■ SHORT PROBLEM 1:
Retype the part of the forum thread about iPad apps that opens with the words "Sorry 7, we" and closes with "(Feb 10, 2009)", keeping it exact.

■ PAGE EXCERPT:
= = = = =

As we are on the subject of ipad apps, I have just bought a second hand original iPad for my daughters birthday, so want to load a few bits and bobs on it, was looking for a few games but also some interactive learning stuff, maybe some puzzles, spelling games etc that sort of thing, anyone got anything they recommend that there kids use at all??

Thanks in advance.


----------



## Russ and his BM (Jan 1, 2008)

How old is she?


----------



## james_19742000 (May 8, 2008)

Russ and his BM said:


> How old is she?


Sorry 7, we were originally going to get her a touch, but the screen is just too small for her, hence a cheap second hand ipad.


----------



## burger (Feb 10, 2009)

I have to disagree I think the tapatalk app Is brilliant  one of my most used apps


----------



## abbacus (Mar 24, 2011)

= = = = =

■ SHORT PROBLEM 2:
Give every line of the listing again, requests included, but multiply each bounding box coordinate in the answers by 0.5 and round to whole numbers, with halves rounded up. Leave the pictures out of your answer.

■ MATERIAL:

= = = = =

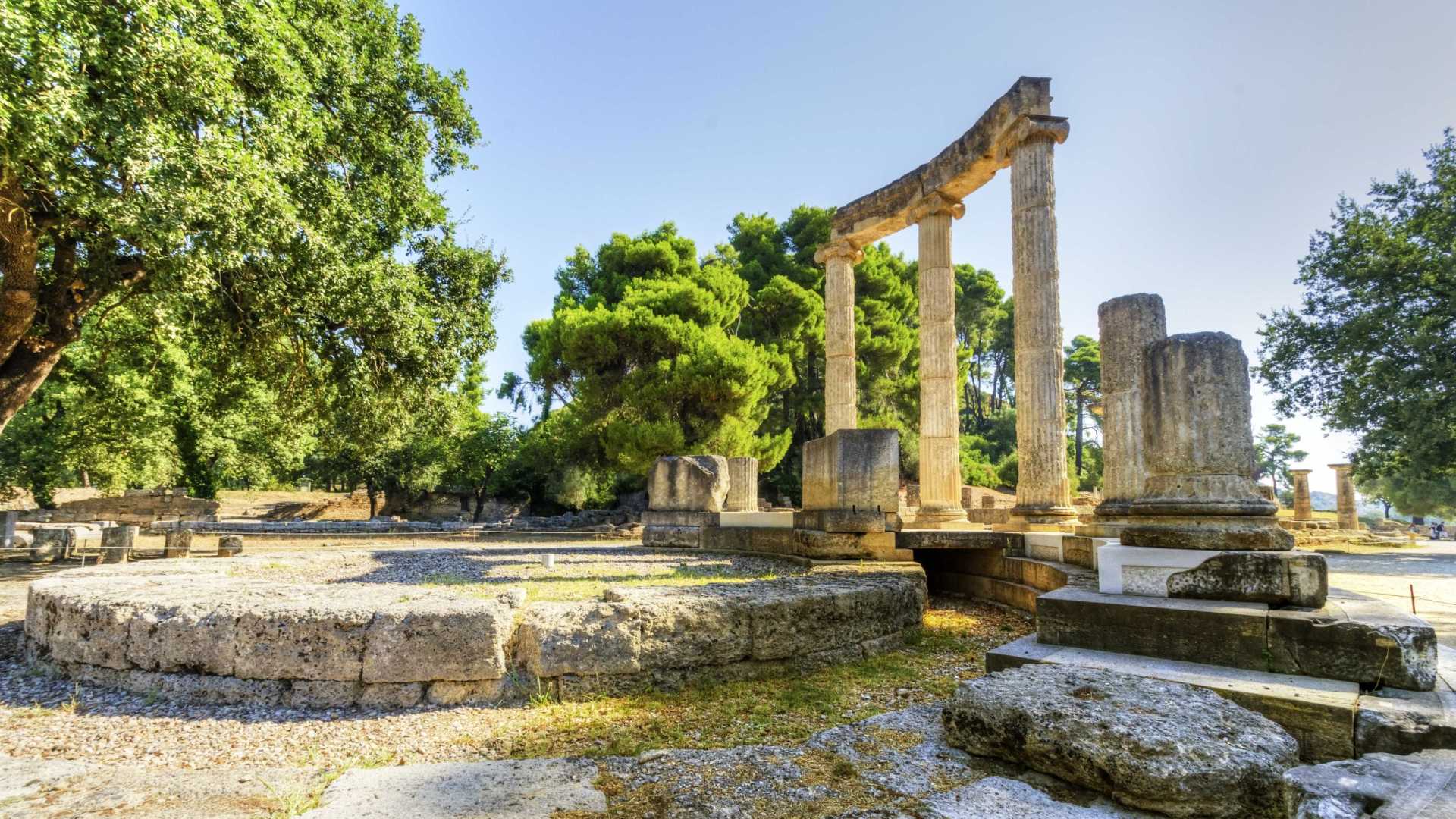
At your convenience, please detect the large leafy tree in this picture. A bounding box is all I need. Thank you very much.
[1258,130,1456,489]
[0,0,491,428]
[502,223,793,475]
[1254,424,1309,495]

= = = = =

■ FULL OUTPUT 1:
Sorry 7, we were originally going to get her a touch, but the screen is just too small for her, hence a cheap second hand ipad.


----------



## burger (Feb 10, 2009)

■ FULL OUTPUT 2:
At your convenience, please detect the large leafy tree in this picture. A bounding box is all I need. Thank you very much.
[629,65,728,245]
[0,0,246,214]
[251,112,397,238]
[627,212,655,248]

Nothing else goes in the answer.